I can't be held responsible for my actions (reprise). VII


Enamel paint on canvas

25.7 x 20.6 cm

This series, begun in late 2020, was initially an exercise in freeing up my approach to composition and mark making. At the time I had been making paintings of a specific, exclusively uniform, regular pattern of evenly spaced parallel lines, and although this approach had served me well for close to two years, it had become restrictive. I was itching for a little painterly liberation.

The process of construction is adapted from a series of paintings I made back in 2014/15, comprised of a small number of freehand dots scattered across the canvas. The location of the dots was randomised by dividing the picture plane into a millimetre square grid and extracting grid references from a random number generator found online. The “reprise” paintings are made in a very similar way: Grid references are again generated, though this time in pairs, and the two resultant points are joined with a freehand line. Each painting contains six lines, the lengths and locations of which are of course decided without human authorship.

Though initially I was uncertain of the results, I have grown to consider this series an important development in my practice. They solve the problem they were originally designed to, but I they offer more than this. They address struggles I have always had regarding the authoritative process of decision making in painting, and what bearing that has on judgement of the result, and more widely I believe they serve to exemplify the way I have consistently used abstraction as an escapist tool.

The breadth of what one can make as an abstract painter is unquantifiably wide, and once one has made something, to determine its objective quality is a similarly daunting task. I have never been able to come to terms with this, and I think it’s probably largely responsible for the minimalism and rigid structure that have been present throughout the majority of my abstract work. Though I hold Twombly, Mitchell, Motherwell, Frankenthaler, Hodgkin and such in high regard, I have never been able to make the sort of liberated composition decisions they appear to. I have not the confidence or ability to judge my own choices either in the moment or after the event. I find it fraught with uncertainty and I don’t enjoy it at all. This series of paintings has allowed me to address the problem. I can make works with a superficially free and expressive aesthetic, but which are in fact tightly constrained by a predetermined rule set and designed almost entirely without my influence. The only “human” input is the quick and functional connection of two points with a pencil line. The speed of action and coarse nature of the canvas mean such a line is wayward by degrees, lending to the impression of freedom I hope to convey. By virtue of this construction process, specifically my authoritative absence, the resultant compositions are far easier for me to pass judgement on. Some are good, some are bad, some obviously so, some not so clear, but all can be assessed with a critical distance I could not have achieved otherwise.

Data extract:
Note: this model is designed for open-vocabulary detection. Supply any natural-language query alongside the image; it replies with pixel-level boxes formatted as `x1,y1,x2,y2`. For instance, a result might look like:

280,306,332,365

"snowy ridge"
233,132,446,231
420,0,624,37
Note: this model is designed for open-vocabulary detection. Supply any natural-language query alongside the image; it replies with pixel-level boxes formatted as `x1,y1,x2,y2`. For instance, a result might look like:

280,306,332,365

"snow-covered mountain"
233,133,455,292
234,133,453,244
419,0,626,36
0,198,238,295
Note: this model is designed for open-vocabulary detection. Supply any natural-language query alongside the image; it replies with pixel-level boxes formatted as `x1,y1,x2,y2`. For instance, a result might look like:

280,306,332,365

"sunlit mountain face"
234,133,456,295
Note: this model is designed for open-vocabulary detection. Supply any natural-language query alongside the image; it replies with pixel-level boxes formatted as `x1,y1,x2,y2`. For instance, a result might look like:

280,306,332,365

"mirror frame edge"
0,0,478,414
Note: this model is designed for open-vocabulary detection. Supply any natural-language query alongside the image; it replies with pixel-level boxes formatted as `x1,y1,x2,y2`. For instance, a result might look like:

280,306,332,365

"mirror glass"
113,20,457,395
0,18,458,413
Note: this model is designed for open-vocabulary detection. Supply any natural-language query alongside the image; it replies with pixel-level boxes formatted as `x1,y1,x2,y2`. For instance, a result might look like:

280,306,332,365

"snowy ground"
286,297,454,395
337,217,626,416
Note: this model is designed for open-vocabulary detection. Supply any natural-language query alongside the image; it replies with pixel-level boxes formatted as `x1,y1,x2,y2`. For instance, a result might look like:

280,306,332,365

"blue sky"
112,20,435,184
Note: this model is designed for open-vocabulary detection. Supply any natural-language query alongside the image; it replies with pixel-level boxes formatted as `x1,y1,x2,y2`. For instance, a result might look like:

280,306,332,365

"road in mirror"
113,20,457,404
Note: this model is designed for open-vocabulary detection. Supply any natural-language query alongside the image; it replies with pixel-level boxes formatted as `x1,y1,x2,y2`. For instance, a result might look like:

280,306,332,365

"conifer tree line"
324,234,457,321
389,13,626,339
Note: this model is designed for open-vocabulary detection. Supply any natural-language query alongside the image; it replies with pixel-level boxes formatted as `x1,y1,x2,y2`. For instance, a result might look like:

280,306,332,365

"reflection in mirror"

What you will do: In the text on the "reprise" painting series, how many lines does each painting contain?

Result: Each painting contains six lines.